## Required action
Give back a single number: the count of lines in the data that contain the string "wearing".

## Information supplied

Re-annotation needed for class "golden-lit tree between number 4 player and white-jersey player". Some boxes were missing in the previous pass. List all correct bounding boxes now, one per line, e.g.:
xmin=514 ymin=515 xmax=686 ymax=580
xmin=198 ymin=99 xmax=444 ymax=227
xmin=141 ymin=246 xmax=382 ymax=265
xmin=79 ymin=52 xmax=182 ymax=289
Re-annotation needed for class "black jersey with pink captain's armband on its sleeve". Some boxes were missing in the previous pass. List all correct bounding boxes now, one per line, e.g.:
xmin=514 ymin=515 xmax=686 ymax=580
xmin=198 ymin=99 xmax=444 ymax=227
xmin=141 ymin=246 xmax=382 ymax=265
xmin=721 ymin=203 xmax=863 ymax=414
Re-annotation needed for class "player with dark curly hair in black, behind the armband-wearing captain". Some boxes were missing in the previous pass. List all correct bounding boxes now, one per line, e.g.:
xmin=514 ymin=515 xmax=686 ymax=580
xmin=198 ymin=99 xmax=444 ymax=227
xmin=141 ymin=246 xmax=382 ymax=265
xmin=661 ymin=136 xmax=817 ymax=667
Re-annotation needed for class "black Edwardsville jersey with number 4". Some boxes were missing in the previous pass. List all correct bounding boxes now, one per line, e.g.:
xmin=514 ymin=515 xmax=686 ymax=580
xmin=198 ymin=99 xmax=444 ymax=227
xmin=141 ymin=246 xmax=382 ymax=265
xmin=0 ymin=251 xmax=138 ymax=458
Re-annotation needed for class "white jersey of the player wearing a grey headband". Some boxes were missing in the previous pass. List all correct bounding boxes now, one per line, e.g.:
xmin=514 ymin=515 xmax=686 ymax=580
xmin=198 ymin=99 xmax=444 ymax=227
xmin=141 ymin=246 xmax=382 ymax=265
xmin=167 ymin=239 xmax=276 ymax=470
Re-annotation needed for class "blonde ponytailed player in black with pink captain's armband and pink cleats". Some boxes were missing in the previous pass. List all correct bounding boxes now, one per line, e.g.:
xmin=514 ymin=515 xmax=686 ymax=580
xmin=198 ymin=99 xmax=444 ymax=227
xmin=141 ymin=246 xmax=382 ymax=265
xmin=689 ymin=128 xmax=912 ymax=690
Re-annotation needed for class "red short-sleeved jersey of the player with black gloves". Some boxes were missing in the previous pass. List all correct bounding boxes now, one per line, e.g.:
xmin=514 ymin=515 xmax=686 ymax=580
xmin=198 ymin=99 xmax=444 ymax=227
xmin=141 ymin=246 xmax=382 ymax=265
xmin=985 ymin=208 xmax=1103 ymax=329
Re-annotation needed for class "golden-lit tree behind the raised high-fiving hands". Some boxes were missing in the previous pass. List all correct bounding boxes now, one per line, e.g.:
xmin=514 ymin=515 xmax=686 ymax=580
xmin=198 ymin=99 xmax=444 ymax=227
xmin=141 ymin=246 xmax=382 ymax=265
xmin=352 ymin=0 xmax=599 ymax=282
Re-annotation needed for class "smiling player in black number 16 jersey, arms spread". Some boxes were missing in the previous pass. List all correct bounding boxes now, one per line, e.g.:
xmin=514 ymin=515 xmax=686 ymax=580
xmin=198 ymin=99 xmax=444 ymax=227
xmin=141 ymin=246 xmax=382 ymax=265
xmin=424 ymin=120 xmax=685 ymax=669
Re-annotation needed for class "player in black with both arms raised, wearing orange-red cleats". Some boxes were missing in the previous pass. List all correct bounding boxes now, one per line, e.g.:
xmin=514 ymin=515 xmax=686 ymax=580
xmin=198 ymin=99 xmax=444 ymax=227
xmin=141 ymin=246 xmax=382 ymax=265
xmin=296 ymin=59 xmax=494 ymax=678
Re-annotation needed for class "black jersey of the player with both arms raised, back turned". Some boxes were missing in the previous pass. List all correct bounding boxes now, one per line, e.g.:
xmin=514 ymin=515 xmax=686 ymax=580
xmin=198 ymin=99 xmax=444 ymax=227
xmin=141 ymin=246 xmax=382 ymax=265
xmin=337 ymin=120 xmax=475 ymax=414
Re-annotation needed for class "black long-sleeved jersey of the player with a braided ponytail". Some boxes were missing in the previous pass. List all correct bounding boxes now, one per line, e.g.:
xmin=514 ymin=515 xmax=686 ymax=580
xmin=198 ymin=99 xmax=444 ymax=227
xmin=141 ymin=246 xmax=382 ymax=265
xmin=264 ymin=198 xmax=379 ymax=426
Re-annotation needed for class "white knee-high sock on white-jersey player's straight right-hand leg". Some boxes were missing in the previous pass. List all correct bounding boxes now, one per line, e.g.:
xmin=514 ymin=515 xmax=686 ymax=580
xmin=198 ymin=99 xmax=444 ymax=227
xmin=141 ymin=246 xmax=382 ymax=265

## Problem solution
3